Give the listing again exactly, omitting its images.
Start of DATA RECORDS
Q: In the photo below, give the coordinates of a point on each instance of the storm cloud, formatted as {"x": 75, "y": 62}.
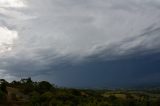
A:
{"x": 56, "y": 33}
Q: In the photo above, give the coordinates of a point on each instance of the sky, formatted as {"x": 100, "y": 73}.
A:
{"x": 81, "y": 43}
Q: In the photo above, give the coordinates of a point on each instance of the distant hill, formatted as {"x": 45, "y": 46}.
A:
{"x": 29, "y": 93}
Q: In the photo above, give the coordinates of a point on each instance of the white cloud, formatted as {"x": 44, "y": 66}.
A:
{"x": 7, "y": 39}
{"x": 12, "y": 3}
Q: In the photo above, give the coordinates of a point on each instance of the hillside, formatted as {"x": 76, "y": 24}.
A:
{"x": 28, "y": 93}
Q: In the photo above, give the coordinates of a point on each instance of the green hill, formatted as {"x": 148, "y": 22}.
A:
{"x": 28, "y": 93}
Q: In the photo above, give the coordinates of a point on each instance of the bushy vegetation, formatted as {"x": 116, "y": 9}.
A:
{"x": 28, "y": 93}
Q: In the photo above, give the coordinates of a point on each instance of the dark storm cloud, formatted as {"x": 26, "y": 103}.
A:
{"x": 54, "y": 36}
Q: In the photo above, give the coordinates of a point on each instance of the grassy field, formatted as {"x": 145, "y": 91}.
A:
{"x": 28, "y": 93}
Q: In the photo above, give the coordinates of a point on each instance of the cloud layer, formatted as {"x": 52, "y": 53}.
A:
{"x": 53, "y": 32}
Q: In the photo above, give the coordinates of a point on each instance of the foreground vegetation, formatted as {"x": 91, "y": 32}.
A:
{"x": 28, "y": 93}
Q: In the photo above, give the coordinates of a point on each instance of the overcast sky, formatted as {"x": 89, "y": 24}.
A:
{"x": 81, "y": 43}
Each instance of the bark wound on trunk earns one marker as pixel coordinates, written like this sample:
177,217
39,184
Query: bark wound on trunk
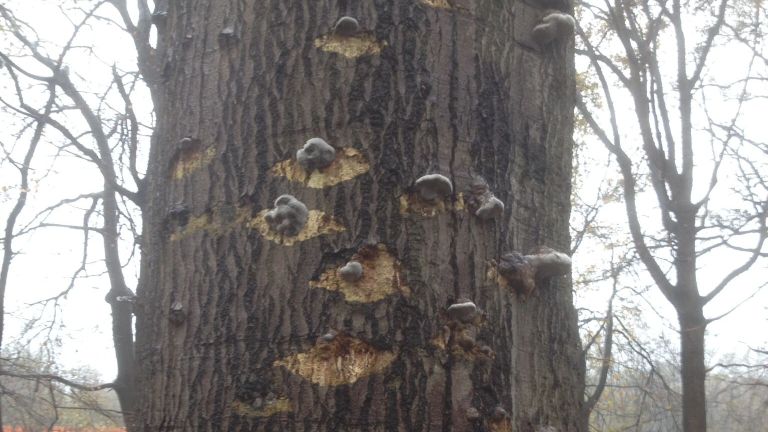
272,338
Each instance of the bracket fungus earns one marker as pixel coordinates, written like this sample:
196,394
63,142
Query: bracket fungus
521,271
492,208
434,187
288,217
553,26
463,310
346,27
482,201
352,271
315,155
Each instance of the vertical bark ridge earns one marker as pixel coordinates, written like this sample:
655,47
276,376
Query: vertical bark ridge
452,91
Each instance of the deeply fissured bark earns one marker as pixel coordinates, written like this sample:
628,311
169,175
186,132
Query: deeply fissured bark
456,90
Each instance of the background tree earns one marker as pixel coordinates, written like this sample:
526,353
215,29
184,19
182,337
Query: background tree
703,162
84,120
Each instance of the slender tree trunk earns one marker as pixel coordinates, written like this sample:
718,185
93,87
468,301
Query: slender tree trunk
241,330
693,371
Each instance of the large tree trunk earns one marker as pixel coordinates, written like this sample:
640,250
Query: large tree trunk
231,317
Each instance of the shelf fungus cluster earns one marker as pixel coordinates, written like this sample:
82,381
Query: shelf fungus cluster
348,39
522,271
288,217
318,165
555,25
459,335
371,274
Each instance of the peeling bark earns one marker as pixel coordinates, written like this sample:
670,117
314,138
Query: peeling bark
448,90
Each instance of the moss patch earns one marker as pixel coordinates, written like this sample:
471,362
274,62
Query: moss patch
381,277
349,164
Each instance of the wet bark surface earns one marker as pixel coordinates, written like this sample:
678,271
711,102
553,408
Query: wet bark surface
End of DATA RECORDS
* TASK OUTPUT:
Q: In the photo below, give the coordinates of a point on each instance of the storm cloud, formatted as {"x": 75, "y": 62}.
A:
{"x": 56, "y": 33}
Q: In the photo above, give the coordinates of a point on each instance of the sky, formatted as {"x": 100, "y": 73}.
A:
{"x": 81, "y": 43}
Q: In the photo above, give the coordinates of a point on each instance of the distant hill, formatted as {"x": 45, "y": 46}.
A:
{"x": 29, "y": 93}
Q: In the photo above, give the coordinates of a point on each instance of the white cloud, formatted as {"x": 44, "y": 66}.
A:
{"x": 7, "y": 39}
{"x": 12, "y": 3}
Q: In the photo above, give the coordinates of a point on each instance of the hillside, formatted as {"x": 76, "y": 24}.
A:
{"x": 28, "y": 93}
Q: In the photo above, give the coordinates of a point on each instance of the green hill, formatted as {"x": 148, "y": 22}.
A:
{"x": 28, "y": 93}
Q: In the photo above, give the coordinates of a point on each instance of the bushy vegetation, formatted as {"x": 116, "y": 9}.
A:
{"x": 28, "y": 93}
Q: In the photo above, give the coordinates of a point on each instance of the dark storm cloud, formatted as {"x": 26, "y": 103}.
A:
{"x": 54, "y": 36}
Q: In the photo above, give the coordinates of a point on each instance of the grassy field, formatted as {"x": 145, "y": 91}.
A:
{"x": 28, "y": 93}
Q: In the photo above, give the coordinates of a point on each instance of the cloud layer, formatted as {"x": 52, "y": 53}.
A:
{"x": 53, "y": 32}
Q: In the photo above, give the coordinates of a point on each instance of the foreground vegetation, formatted as {"x": 91, "y": 32}.
A:
{"x": 28, "y": 93}
Q: In the photo above, give the coordinates of a point on each instance of the overcast sky, formatted as {"x": 89, "y": 24}.
A:
{"x": 81, "y": 43}
Each instance of the bark wound on trunk earns one marker as pixel coordinates, written like this sample:
177,217
39,184
Query: bark wound on trunk
272,338
Each instance of the bracket fungus earns one marker as pixel coordinates, written like this sample:
196,394
63,142
Query: bracket fungus
521,271
492,208
434,187
288,217
553,26
463,310
346,27
482,201
352,271
315,155
Each instance of the vertical bark ridge earns one marker as pixel coordinates, written like this sample:
655,47
276,376
Query: vertical bark ridge
452,91
Each instance of the deeply fissured bark earns one marker as pixel coordinates, written like this sample:
628,311
169,175
186,132
Query: deeply fissured bark
456,90
Each instance of the background tree earns one marker as pixel coordinates, written like this sample:
526,353
215,29
184,19
182,337
Query: background tree
703,162
84,120
Each instance of the slender tree trunk earns one marker as pixel coordinates, written like this sample:
718,185
93,87
468,301
Query: slender tree trunk
241,330
693,371
Each instance of the large tree trunk earns one marker as pixel coordinates, written like this sample:
640,250
Query: large tree trunk
231,317
Each instance of the shelf fungus cluster earns one marker as pixel coordinates, written like this sample:
82,381
Query: shelf fungus cluster
348,39
522,271
288,217
318,165
555,25
459,335
371,274
Each instance of the peeling bark earns one marker as pixel coordinates, written like this sample:
670,117
314,138
Query: peeling bark
448,90
Each instance of the moss patch earns one marker as pixel coordinates, written like this sample:
471,362
274,62
Query: moss patch
381,277
349,164
Each instance of the wet bark surface earns one marker as pixel coordinates, written like this sample:
678,271
711,102
553,408
Query: wet bark surface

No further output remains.